- Problem to solve
From the first line to the last, retype the data below exactly.
· · · ·
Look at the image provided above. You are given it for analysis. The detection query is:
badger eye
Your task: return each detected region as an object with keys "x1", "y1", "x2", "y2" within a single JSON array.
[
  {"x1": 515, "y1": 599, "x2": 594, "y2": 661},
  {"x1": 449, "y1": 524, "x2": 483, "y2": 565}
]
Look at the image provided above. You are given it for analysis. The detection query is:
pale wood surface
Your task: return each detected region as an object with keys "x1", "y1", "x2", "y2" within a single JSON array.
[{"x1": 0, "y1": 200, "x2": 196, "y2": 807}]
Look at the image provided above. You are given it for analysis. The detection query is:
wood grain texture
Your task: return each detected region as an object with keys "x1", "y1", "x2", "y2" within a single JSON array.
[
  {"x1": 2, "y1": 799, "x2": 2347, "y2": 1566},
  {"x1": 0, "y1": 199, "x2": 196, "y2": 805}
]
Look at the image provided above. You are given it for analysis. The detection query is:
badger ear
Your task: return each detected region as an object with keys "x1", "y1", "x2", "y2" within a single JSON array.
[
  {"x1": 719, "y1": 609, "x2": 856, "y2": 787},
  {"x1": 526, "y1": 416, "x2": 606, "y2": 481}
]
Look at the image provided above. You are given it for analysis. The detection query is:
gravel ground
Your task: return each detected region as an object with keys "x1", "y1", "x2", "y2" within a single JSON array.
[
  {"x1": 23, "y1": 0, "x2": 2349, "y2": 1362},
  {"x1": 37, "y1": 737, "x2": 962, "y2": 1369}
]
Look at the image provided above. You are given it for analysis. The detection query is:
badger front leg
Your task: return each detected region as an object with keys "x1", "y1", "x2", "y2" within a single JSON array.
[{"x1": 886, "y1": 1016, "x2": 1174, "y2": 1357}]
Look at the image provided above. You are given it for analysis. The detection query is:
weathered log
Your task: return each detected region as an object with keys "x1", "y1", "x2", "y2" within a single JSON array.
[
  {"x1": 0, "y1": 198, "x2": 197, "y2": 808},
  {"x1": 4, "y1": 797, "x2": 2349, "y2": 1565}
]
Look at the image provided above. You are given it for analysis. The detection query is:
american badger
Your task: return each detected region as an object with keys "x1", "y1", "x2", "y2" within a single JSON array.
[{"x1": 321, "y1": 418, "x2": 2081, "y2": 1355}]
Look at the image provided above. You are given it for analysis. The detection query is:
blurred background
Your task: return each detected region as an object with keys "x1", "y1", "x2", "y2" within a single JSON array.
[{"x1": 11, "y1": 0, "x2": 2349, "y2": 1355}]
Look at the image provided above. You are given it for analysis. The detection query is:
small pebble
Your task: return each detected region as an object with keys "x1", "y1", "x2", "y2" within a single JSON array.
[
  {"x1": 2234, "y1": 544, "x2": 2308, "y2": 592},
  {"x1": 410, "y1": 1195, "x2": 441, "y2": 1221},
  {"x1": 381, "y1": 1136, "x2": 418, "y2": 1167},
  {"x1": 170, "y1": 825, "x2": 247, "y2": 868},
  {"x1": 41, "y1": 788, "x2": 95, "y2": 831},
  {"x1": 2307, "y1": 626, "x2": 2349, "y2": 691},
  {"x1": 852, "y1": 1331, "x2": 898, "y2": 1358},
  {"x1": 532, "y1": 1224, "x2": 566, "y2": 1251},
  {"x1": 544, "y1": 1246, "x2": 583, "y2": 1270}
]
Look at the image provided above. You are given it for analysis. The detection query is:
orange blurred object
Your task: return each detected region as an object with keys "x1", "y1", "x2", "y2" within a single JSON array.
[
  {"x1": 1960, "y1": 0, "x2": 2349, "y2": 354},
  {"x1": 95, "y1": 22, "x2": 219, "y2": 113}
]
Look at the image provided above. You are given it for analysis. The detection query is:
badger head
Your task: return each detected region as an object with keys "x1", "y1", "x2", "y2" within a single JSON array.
· · · ·
- Exercise result
Look at the image provided above. You are given it for analysis. The detection query is:
badger eye
Your task: return each detected region as an object with keys "x1", "y1", "x2", "y2" within a single JSON array.
[
  {"x1": 515, "y1": 599, "x2": 594, "y2": 661},
  {"x1": 449, "y1": 524, "x2": 483, "y2": 565}
]
Look at the image provided above. You are given it for analysis. The detection query is:
pale wood surface
Your task: return each detected region as an object with keys "x1", "y1", "x2", "y2" within a single JSON array.
[{"x1": 0, "y1": 200, "x2": 196, "y2": 807}]
Look at the image provided above. You are given it for analysis. The detection query is:
wood grain texture
Your task: return each detected region as an object with keys "x1", "y1", "x2", "y2" within a single JSON array.
[
  {"x1": 2, "y1": 799, "x2": 2347, "y2": 1566},
  {"x1": 0, "y1": 199, "x2": 196, "y2": 805}
]
Look at the image provided above. You are given it for analysis. The detection query is:
badger ear
Your task: return each detected region as an object with keys "x1", "y1", "x2", "y2" within a single JSON array.
[
  {"x1": 719, "y1": 609, "x2": 856, "y2": 787},
  {"x1": 526, "y1": 416, "x2": 606, "y2": 481}
]
Look at the image provided above. You are given it for analysis. The detection query is:
gravel ground
Your task: return each detected region as an object with keys "x1", "y1", "x2", "y2" within a single JSON array.
[
  {"x1": 23, "y1": 0, "x2": 2349, "y2": 1362},
  {"x1": 37, "y1": 737, "x2": 962, "y2": 1369}
]
Look at the image provided above. You are given it for analysis. The detection query is:
badger front leg
Your task: return each detected region as an object with keys "x1", "y1", "x2", "y2" within a single JSON array.
[{"x1": 886, "y1": 1016, "x2": 1174, "y2": 1357}]
Look at the image provided above. You are given it for analysis. The detection query is:
weathered log
Your task: return each detected region as an object with keys "x1", "y1", "x2", "y2" within a single JSON array.
[
  {"x1": 0, "y1": 198, "x2": 197, "y2": 808},
  {"x1": 4, "y1": 797, "x2": 2349, "y2": 1565}
]
Look at the image provided above. You are given it for analysis. The detection query is:
american badger
Your task: return each detected region as an object with keys "x1", "y1", "x2", "y2" within a single JSON array.
[{"x1": 321, "y1": 418, "x2": 2081, "y2": 1355}]
Look at the image provided above. You are given it for analysis. The detection query is:
blurred background
Your task: return each detected region as an object with keys "x1", "y1", "x2", "y2" within a single JSON array.
[{"x1": 11, "y1": 0, "x2": 2349, "y2": 1355}]
Look at the image provided above. You are given it for analysis. The detection query is:
small pebble
Your task: return each detected region as an object with keys "x1", "y1", "x2", "y2" within a single JSON array.
[
  {"x1": 2234, "y1": 544, "x2": 2308, "y2": 592},
  {"x1": 410, "y1": 1195, "x2": 441, "y2": 1221},
  {"x1": 381, "y1": 1136, "x2": 418, "y2": 1167},
  {"x1": 170, "y1": 825, "x2": 247, "y2": 868},
  {"x1": 41, "y1": 788, "x2": 95, "y2": 831},
  {"x1": 2307, "y1": 626, "x2": 2349, "y2": 691},
  {"x1": 852, "y1": 1331, "x2": 898, "y2": 1358},
  {"x1": 532, "y1": 1224, "x2": 566, "y2": 1251},
  {"x1": 544, "y1": 1246, "x2": 583, "y2": 1270}
]
Look at the image provided above. You are given it for analysis. The detection query is:
orange blurred object
Your task: return each detected region as an object with keys "x1", "y1", "x2", "y2" within a single JSON array.
[
  {"x1": 1960, "y1": 0, "x2": 2349, "y2": 354},
  {"x1": 95, "y1": 22, "x2": 219, "y2": 113}
]
Look at the image provided above. You are given it for analysis. The detection query is:
badger head
Your task: return each detected region as an object with keys "x1", "y1", "x2", "y2" within a single JSON array.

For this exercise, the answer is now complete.